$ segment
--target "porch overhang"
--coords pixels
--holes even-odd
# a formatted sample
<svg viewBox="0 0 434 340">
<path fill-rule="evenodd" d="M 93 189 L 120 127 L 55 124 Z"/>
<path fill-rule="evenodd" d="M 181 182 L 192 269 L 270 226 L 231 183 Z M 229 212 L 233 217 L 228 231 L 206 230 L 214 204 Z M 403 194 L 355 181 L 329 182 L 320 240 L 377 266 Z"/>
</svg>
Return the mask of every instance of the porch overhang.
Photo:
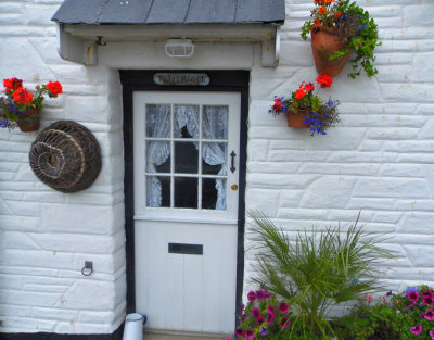
<svg viewBox="0 0 434 340">
<path fill-rule="evenodd" d="M 52 20 L 61 58 L 85 65 L 105 42 L 191 39 L 260 43 L 263 66 L 276 67 L 284 0 L 65 0 Z"/>
</svg>

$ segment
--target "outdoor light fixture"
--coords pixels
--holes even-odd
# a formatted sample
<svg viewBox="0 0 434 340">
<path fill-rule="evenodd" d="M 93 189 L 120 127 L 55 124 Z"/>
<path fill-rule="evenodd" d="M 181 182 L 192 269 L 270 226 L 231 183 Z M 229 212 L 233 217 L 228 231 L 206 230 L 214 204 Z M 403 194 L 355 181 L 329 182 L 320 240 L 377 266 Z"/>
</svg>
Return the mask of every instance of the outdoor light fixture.
<svg viewBox="0 0 434 340">
<path fill-rule="evenodd" d="M 165 48 L 170 58 L 190 58 L 194 53 L 194 43 L 190 39 L 168 39 Z"/>
</svg>

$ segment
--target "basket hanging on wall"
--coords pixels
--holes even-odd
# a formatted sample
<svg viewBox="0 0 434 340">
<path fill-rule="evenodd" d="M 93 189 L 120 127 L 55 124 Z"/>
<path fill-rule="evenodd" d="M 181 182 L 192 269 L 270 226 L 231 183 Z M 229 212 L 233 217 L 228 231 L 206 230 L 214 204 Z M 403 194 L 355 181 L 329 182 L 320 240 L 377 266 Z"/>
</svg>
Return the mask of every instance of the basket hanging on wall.
<svg viewBox="0 0 434 340">
<path fill-rule="evenodd" d="M 89 188 L 101 171 L 101 148 L 81 124 L 59 121 L 31 143 L 30 167 L 47 186 L 62 192 Z"/>
</svg>

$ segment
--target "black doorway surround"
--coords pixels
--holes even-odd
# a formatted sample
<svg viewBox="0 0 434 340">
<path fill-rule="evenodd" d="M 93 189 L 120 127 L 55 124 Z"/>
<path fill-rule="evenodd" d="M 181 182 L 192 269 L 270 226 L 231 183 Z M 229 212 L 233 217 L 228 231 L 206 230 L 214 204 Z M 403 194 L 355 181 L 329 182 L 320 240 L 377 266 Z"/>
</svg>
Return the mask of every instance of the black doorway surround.
<svg viewBox="0 0 434 340">
<path fill-rule="evenodd" d="M 163 86 L 154 83 L 156 73 L 197 73 L 209 76 L 206 86 Z M 238 249 L 237 249 L 237 301 L 235 311 L 240 311 L 244 279 L 244 225 L 245 225 L 245 174 L 247 147 L 248 113 L 248 71 L 209 71 L 209 70 L 120 70 L 124 104 L 124 191 L 125 191 L 125 232 L 126 232 L 126 272 L 127 272 L 127 312 L 136 312 L 136 277 L 135 277 L 135 201 L 133 201 L 133 91 L 222 91 L 241 95 L 240 115 L 240 178 L 238 212 Z"/>
</svg>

THE PROBLEM: Repeat the data exactly, dropping every picture it holds.

TASK RESPONSE:
$ segment
--target "porch overhang"
--coords pixels
--holes even-odd
# a formatted sample
<svg viewBox="0 0 434 340">
<path fill-rule="evenodd" d="M 93 189 L 120 127 L 55 124 Z"/>
<path fill-rule="evenodd" d="M 181 182 L 192 269 L 270 226 L 231 183 Z M 229 212 L 233 217 L 228 231 L 206 230 L 214 204 Z M 403 194 L 355 181 L 329 182 L 320 240 L 377 266 Z"/>
</svg>
Return the mask of every instance of the porch overhang.
Photo:
<svg viewBox="0 0 434 340">
<path fill-rule="evenodd" d="M 52 20 L 61 58 L 85 65 L 105 42 L 191 39 L 260 43 L 263 66 L 276 67 L 284 0 L 65 0 Z"/>
</svg>

$ segment
--target "outdoor light fixture"
--coords pixels
--holes even-odd
# a formatted sample
<svg viewBox="0 0 434 340">
<path fill-rule="evenodd" d="M 93 189 L 120 127 L 55 124 Z"/>
<path fill-rule="evenodd" d="M 181 182 L 192 269 L 270 226 L 231 183 Z M 229 212 L 233 217 L 228 231 L 206 230 L 214 204 Z M 403 194 L 355 181 L 329 182 L 320 240 L 377 266 Z"/>
</svg>
Return the mask of every instance of the outdoor light fixture.
<svg viewBox="0 0 434 340">
<path fill-rule="evenodd" d="M 165 48 L 170 58 L 190 58 L 194 53 L 194 43 L 190 39 L 168 39 Z"/>
</svg>

$ segment
--target "basket hanging on wall"
--coords pixels
--holes even-odd
# a formatted sample
<svg viewBox="0 0 434 340">
<path fill-rule="evenodd" d="M 93 189 L 120 127 L 55 124 Z"/>
<path fill-rule="evenodd" d="M 181 182 L 192 269 L 270 226 L 231 183 Z M 229 212 L 233 217 L 228 231 L 206 230 L 214 204 Z M 403 194 L 355 181 L 329 182 L 320 240 L 377 266 Z"/>
</svg>
Return the mask of every instance of the basket hanging on wall.
<svg viewBox="0 0 434 340">
<path fill-rule="evenodd" d="M 89 188 L 101 171 L 101 148 L 81 124 L 59 121 L 31 143 L 30 167 L 47 186 L 62 192 Z"/>
</svg>

$ segment
--target "black doorway surround"
--coords pixels
--holes even-odd
# a formatted sample
<svg viewBox="0 0 434 340">
<path fill-rule="evenodd" d="M 93 189 L 120 127 L 55 124 Z"/>
<path fill-rule="evenodd" d="M 181 182 L 192 269 L 270 226 L 231 183 Z M 229 212 L 233 217 L 228 231 L 206 230 L 214 204 Z M 403 194 L 355 181 L 329 182 L 320 240 L 377 266 Z"/>
</svg>
Return the mask of every instance of the black doorway surround.
<svg viewBox="0 0 434 340">
<path fill-rule="evenodd" d="M 163 86 L 154 83 L 156 73 L 197 73 L 209 76 L 206 86 Z M 238 249 L 237 249 L 237 301 L 235 311 L 240 311 L 244 279 L 244 225 L 245 225 L 245 174 L 247 147 L 248 113 L 248 71 L 209 71 L 209 70 L 120 70 L 124 104 L 124 191 L 125 191 L 125 232 L 126 232 L 126 272 L 127 272 L 127 312 L 136 312 L 136 277 L 135 277 L 135 201 L 133 201 L 133 91 L 222 91 L 241 95 L 240 115 L 240 178 L 238 212 Z"/>
</svg>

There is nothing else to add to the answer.